__SUPPLIED DATA__:
------------------------------------------------------------
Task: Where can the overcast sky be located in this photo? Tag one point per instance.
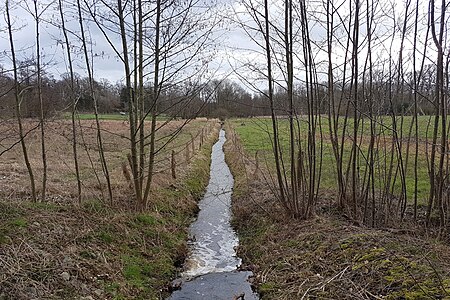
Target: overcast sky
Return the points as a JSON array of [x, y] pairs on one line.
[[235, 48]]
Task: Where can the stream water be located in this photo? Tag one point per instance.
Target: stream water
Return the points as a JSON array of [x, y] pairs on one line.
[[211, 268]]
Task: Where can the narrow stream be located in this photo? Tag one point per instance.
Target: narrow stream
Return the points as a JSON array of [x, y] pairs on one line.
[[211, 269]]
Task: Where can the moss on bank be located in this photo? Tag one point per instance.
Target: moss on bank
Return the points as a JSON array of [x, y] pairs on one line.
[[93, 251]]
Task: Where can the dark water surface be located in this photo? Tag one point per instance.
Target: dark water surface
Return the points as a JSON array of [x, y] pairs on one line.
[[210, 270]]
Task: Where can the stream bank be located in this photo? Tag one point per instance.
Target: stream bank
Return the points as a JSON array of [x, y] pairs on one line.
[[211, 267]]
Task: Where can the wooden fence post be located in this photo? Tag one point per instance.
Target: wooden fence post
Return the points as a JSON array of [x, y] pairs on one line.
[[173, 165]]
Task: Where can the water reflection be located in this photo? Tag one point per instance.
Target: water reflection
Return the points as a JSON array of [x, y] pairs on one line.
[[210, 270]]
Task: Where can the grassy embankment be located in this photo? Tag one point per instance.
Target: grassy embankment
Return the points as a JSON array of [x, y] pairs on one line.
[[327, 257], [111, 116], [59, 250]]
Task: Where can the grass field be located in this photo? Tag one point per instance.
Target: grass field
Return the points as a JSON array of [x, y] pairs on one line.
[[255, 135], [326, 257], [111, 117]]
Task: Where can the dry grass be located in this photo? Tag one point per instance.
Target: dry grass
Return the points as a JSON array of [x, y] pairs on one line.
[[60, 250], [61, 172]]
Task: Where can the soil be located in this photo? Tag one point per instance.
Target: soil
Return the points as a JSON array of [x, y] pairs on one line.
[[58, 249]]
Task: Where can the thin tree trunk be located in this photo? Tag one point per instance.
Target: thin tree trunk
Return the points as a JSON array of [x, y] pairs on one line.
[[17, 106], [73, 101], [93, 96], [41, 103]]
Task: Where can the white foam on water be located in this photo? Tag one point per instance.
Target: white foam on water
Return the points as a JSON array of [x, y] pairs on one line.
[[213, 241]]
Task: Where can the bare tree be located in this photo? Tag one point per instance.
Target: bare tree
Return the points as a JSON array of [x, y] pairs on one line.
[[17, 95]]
------------------------------------------------------------
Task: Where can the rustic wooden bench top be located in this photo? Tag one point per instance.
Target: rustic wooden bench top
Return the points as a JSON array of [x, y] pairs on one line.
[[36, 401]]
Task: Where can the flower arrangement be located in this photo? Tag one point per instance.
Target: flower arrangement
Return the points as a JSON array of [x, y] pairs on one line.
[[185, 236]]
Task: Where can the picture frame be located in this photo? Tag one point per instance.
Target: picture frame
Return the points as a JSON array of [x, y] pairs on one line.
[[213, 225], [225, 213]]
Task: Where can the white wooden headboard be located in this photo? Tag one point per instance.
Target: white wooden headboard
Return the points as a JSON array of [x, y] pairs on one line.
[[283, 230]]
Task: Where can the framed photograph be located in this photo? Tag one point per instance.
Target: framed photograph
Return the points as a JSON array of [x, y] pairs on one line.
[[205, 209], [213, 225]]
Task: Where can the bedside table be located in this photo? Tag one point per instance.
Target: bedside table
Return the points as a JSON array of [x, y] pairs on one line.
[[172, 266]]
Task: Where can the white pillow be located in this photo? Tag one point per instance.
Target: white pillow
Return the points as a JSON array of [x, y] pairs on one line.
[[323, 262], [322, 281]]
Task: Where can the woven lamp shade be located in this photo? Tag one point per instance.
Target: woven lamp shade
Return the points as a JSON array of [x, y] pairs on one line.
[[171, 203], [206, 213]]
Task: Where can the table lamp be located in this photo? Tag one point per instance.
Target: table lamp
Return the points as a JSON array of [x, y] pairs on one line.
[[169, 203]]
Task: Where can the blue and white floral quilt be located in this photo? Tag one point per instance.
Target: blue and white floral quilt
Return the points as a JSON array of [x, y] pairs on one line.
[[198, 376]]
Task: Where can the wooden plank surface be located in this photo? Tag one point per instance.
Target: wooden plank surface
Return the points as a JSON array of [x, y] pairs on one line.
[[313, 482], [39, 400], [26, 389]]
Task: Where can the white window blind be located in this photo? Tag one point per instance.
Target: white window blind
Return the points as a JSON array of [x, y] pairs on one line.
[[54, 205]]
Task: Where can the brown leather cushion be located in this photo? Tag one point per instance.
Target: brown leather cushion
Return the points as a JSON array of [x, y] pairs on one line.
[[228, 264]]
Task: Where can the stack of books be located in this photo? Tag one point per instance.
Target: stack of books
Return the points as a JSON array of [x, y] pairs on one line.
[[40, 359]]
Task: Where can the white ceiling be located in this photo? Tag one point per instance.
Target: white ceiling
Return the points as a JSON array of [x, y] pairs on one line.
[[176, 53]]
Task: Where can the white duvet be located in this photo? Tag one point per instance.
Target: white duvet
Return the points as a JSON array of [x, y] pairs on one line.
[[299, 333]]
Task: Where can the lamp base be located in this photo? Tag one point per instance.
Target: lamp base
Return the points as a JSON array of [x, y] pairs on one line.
------------------------------------------------------------
__DIRECTIONS FOR THIS TASK__:
Your task for the entries above: copy exactly the span starting with the line with "Task: Where can the moss" and going on through the line with "Target: dark water surface", both lines included, and nothing else.

__EXERCISE ANSWER__:
Task: Where can the moss on bank be located in this photo? Tag one point per instance.
Target: moss on bank
Return the points as a JSON array of [x, y] pairs on one line.
[[93, 251]]
Task: Where can the dark water surface be located in this photo? Tag one point per instance.
Target: dark water surface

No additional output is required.